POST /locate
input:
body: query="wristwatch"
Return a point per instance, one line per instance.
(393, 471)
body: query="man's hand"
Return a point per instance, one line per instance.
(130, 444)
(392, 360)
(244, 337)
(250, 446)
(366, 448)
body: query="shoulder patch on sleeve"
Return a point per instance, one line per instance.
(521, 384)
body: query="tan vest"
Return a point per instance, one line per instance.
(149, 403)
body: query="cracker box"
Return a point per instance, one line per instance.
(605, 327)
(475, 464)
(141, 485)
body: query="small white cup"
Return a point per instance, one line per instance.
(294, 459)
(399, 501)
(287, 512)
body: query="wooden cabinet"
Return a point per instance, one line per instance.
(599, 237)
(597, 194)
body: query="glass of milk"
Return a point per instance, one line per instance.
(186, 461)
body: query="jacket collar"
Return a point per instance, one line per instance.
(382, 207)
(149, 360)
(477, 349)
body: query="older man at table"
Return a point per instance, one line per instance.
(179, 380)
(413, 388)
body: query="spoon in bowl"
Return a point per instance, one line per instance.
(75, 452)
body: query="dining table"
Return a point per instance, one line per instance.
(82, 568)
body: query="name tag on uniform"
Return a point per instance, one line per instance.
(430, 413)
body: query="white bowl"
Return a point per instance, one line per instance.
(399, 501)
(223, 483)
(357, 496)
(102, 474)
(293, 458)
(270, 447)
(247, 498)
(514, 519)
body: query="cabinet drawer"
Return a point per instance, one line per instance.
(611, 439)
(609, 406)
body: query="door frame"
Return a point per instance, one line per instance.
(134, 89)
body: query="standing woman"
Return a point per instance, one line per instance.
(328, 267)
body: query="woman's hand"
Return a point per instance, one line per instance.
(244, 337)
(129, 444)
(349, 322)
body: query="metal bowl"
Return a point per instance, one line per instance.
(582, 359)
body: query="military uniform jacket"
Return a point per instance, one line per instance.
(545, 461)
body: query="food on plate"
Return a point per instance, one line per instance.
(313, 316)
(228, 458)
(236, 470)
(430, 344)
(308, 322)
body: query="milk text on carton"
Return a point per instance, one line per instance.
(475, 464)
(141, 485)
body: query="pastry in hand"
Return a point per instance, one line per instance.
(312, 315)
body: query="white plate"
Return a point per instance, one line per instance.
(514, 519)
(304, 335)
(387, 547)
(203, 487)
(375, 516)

### SHORT PROBLEM
How many lines in the records above contain the word "table"? Reply with the number alone.

### EXERCISE RESPONSE
2